* Selected text
::::::::::

Nacho González

Posted on Apr 24 • Edited on May 6 • Originally published at qrcodenova.com

Dynamic QR Code Redirect Architecture at the Edge

#webdev #architecture #cloudflare #performance

A dynamic QR code is a short URL baked into a static image. The "dynamic" part is a database record: a slug-to-destination mapping you can update without reprinting. The image never changes.

Everything interesting happens in the redirect layer. Every scan is a live HTTP request that has to resolve before a user moves on. What follows is what that layer looks like, how to build it right, and where it breaks.

What "dynamic" actually means

The QR image encodes a fixed string like go.yourcompany.com/r/abc123. What changes is the database record mapping abc123 to a destination URL.

The reliability of every printed QR code is exactly equal to the reliability of that redirect server. Nothing in the image acts as a fallback. Slow server = slow scan. Down server = failed scan. Cancelled account = error page. The infrastructure is the product.

The redirect chain

Full sequence from camera tap to destination:

Scan: device reads the QR pattern, decodes the short URL
DNS resolution: resolves the redirect domain to nearest IP (edge) or one fixed IP (single-origin)
TCP + TLS handshake: 50–150ms cold, depending on distance and network
HTTP GET: GET /r/abc123 hits the redirect server
Lookup: server checks cache or KV store for the destination URL mapped to that slug
Async log: queues scan event (timestamp, IP, User-Agent) without blocking the response
HTTP 302: returns Location: <destination>
Browser follows the redirect
Destination loads

Steps 3–7 are what the redirect infrastructure controls. That window is what edge computing compresses.

::::::::::

* Material provided
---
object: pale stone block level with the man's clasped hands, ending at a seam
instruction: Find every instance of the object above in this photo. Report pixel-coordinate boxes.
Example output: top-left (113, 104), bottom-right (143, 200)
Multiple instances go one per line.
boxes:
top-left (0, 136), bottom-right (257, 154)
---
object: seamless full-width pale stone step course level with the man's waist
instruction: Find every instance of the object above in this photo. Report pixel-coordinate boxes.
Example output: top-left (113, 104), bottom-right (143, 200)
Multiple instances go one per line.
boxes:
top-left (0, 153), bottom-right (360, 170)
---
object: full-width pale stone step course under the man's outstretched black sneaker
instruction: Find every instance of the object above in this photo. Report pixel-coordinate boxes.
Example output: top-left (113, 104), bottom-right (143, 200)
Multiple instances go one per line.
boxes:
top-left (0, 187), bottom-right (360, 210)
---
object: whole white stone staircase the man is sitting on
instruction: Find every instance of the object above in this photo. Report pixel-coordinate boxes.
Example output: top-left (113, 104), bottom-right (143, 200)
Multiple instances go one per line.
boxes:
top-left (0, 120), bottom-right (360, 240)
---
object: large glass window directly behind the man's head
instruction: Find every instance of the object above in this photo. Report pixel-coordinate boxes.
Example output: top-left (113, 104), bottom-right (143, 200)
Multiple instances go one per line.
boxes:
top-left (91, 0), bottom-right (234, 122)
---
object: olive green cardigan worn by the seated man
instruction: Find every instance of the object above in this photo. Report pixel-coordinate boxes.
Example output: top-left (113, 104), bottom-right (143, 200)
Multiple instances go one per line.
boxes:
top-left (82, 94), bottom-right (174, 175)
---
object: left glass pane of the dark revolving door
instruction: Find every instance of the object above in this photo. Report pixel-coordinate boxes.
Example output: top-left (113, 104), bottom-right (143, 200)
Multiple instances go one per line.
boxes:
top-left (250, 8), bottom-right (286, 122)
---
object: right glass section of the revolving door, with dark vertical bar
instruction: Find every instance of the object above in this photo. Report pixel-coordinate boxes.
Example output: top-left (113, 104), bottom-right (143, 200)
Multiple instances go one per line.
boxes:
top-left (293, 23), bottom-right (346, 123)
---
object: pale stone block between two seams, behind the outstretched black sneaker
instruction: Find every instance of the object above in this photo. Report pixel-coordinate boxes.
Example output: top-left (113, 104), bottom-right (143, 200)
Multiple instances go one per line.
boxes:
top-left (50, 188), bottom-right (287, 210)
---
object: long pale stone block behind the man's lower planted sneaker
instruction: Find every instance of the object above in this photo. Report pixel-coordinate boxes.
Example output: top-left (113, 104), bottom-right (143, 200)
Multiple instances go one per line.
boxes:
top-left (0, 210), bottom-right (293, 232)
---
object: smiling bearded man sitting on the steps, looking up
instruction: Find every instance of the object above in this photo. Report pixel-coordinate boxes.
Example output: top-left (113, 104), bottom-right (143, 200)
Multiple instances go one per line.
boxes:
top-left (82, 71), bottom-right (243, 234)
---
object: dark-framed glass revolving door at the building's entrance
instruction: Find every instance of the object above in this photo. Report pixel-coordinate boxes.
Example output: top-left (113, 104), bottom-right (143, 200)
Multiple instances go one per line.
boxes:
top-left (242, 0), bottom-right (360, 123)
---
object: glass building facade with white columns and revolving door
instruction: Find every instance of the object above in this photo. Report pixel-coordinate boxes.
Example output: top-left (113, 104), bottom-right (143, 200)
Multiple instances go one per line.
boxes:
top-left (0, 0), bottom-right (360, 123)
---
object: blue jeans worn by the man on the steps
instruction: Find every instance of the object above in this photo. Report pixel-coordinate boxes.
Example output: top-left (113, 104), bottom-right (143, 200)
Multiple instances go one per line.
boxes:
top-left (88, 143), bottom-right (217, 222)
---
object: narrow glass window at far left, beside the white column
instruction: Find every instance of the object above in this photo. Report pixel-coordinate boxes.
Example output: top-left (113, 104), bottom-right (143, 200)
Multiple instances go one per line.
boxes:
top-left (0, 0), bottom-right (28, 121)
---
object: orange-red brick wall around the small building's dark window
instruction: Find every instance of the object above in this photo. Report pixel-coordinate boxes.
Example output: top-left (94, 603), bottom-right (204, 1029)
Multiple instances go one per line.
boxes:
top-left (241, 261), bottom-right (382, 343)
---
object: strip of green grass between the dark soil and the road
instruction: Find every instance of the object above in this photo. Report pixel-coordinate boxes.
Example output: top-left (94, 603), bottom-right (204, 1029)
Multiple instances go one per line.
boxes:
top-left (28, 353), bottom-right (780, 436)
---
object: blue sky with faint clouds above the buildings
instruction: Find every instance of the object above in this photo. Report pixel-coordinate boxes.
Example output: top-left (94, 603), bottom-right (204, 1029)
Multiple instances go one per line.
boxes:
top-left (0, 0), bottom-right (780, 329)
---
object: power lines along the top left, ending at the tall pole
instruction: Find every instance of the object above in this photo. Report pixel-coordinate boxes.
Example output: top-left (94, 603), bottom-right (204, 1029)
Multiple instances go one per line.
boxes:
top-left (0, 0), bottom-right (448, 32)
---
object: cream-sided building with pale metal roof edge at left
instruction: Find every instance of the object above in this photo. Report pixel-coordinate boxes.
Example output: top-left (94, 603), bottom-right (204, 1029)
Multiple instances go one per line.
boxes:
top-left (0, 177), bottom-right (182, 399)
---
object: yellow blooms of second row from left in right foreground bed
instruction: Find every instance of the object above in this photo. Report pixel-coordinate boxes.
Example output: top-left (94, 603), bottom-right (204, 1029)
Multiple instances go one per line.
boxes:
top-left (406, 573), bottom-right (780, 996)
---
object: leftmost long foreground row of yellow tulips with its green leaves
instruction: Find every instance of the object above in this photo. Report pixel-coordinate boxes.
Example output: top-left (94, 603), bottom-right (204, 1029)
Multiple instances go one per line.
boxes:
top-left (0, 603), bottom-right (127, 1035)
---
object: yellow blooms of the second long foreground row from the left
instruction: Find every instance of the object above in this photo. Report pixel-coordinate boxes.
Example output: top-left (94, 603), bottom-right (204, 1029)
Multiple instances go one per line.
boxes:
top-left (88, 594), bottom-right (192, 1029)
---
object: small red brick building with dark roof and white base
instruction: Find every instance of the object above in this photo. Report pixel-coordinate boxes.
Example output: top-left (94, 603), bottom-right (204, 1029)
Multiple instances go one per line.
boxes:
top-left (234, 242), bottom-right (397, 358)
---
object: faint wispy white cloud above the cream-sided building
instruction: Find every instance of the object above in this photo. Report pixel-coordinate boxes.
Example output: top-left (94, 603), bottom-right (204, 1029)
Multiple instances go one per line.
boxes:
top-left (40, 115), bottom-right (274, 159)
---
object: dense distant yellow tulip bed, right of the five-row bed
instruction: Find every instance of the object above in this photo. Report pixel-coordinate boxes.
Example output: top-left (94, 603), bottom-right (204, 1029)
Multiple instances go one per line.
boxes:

::::::::::

* Aim of the task
From the QR redirect article, copy out the part that opens with the words containing "The QR image" and closes with "is the product.", switching "redirect server" to "redirect service".

* Task answer
The QR image encodes a fixed string like go.yourcompany.com/r/abc123. What changes is the database record mapping abc123 to a destination URL.

The reliability of every printed QR code is exactly equal to the reliability of that redirect service. Nothing in the image acts as a fallback. Slow server = slow scan. Down server = failed scan. Cancelled account = error page. The infrastructure is the product.